▶ _WHAT THE TASK REQUIRES_
Scan the listing below for "grille", then report every line that has it.

▶ _DATA LISTING_

..............................

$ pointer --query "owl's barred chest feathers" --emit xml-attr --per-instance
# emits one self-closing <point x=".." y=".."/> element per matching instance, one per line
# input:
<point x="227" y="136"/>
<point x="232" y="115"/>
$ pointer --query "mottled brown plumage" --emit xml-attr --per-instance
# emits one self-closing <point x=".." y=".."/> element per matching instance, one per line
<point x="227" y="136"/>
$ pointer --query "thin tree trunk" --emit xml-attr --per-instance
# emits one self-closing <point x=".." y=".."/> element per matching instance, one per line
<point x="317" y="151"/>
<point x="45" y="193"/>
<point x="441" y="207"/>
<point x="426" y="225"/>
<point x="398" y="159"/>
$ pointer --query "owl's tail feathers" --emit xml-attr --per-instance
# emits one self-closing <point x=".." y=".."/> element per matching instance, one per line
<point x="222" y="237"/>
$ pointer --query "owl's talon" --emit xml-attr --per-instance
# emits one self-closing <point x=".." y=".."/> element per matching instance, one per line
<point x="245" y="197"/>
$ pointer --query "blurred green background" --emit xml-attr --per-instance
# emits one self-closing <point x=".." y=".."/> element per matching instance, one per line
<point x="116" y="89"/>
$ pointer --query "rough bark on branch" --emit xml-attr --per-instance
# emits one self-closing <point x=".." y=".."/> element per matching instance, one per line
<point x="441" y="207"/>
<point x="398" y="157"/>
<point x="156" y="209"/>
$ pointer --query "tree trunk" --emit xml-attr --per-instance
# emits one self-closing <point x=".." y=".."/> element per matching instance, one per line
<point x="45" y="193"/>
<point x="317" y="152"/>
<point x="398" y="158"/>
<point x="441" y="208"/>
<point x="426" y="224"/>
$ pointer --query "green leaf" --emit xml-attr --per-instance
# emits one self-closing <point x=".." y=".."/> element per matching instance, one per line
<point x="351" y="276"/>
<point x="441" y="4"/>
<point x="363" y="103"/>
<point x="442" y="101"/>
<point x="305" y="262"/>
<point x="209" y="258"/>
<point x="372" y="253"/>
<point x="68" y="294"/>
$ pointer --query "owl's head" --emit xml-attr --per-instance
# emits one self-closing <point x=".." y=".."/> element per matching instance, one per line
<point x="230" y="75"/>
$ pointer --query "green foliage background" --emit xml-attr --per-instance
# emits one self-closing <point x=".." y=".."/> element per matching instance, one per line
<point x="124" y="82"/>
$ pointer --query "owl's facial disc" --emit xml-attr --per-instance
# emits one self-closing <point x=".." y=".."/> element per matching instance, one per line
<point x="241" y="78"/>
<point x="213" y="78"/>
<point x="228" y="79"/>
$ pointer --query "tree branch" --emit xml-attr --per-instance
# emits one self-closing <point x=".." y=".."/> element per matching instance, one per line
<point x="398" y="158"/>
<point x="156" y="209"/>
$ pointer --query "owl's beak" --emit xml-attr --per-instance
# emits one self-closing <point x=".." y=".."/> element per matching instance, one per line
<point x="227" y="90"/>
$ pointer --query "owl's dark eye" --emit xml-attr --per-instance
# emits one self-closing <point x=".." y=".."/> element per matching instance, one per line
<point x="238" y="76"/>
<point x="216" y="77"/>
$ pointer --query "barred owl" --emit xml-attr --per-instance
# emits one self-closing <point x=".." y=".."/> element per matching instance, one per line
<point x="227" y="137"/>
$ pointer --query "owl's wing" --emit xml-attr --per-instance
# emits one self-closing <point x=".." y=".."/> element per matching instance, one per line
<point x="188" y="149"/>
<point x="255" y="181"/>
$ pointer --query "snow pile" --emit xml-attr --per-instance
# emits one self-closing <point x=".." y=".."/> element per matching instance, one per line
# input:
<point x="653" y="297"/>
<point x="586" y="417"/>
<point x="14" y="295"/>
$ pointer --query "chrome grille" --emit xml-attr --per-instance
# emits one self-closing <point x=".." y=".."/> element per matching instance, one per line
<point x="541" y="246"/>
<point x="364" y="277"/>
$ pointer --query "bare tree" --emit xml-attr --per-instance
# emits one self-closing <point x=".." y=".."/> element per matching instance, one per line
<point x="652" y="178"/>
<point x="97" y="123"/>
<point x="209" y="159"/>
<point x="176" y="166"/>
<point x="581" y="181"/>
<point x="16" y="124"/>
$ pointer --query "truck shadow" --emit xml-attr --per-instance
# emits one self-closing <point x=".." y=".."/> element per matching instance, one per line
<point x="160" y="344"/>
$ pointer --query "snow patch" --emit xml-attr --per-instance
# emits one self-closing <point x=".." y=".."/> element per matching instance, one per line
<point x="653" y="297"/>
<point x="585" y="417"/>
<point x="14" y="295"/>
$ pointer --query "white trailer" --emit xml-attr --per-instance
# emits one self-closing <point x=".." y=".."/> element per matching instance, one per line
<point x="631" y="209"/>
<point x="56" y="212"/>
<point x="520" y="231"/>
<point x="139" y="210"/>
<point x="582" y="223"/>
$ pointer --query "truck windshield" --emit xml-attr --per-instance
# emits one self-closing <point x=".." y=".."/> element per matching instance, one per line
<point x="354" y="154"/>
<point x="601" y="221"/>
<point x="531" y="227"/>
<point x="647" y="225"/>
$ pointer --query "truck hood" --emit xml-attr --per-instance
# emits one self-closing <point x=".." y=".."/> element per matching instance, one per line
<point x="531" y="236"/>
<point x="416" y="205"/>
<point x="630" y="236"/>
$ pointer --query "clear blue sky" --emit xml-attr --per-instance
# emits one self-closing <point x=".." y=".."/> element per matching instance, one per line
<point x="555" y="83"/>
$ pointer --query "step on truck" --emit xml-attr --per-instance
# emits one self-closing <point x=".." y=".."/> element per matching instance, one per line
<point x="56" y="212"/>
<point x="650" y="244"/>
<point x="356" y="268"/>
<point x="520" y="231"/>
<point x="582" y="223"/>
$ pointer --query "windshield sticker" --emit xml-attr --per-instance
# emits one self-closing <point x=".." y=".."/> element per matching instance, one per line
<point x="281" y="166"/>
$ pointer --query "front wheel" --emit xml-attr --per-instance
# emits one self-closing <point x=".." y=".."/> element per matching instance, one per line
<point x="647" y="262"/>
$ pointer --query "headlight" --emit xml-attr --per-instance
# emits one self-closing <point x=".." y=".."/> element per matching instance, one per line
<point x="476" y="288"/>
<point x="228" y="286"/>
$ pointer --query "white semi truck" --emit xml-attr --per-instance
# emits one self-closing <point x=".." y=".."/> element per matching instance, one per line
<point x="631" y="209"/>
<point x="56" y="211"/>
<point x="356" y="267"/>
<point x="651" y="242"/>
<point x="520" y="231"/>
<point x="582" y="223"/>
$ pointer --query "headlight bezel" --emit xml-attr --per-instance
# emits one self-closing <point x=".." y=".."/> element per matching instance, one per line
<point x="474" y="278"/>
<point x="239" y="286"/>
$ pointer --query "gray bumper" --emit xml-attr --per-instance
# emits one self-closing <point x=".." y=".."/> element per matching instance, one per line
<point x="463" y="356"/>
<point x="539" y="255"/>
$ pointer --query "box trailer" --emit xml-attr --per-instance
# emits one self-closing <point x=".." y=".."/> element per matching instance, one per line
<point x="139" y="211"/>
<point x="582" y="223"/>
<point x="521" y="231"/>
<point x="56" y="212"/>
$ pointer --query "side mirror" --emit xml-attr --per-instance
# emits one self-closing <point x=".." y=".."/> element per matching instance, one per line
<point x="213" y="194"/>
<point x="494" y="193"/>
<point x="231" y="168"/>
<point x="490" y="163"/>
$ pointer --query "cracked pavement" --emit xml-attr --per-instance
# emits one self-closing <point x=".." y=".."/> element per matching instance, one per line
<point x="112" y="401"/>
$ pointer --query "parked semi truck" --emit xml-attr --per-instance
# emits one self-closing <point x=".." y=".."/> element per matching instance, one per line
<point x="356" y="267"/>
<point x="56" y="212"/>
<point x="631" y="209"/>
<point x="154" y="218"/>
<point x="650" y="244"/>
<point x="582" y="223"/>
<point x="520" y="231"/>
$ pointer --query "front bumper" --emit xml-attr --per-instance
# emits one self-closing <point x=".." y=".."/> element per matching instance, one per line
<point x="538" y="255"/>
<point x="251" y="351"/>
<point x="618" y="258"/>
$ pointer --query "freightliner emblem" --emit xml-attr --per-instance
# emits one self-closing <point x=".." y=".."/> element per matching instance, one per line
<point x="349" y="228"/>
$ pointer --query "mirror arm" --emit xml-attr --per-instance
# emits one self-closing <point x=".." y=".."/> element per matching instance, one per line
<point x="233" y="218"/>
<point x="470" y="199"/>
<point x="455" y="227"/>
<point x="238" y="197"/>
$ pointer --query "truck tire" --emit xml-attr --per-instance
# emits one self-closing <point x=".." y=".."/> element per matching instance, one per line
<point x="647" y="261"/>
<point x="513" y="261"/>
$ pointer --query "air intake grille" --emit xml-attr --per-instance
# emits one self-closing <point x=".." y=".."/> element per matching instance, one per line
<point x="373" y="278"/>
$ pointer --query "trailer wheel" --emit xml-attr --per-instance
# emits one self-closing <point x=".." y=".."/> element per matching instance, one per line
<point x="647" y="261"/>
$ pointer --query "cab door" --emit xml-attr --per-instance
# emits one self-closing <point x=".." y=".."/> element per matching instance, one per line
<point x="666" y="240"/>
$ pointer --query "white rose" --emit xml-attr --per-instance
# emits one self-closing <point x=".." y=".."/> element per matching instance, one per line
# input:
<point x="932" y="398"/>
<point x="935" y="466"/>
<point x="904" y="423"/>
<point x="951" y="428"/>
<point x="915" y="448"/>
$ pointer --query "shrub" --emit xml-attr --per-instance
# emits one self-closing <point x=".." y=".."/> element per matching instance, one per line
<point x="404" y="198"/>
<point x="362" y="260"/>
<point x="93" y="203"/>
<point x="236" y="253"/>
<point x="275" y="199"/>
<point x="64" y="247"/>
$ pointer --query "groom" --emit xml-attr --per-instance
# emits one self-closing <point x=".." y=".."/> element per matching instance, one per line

..............................

▶ _OUTPUT OF THE EXERCISE_
$ pointer --query "chrome grille" --emit xml-attr --per-instance
$ pointer --query "air intake grille" --emit xml-attr --per-instance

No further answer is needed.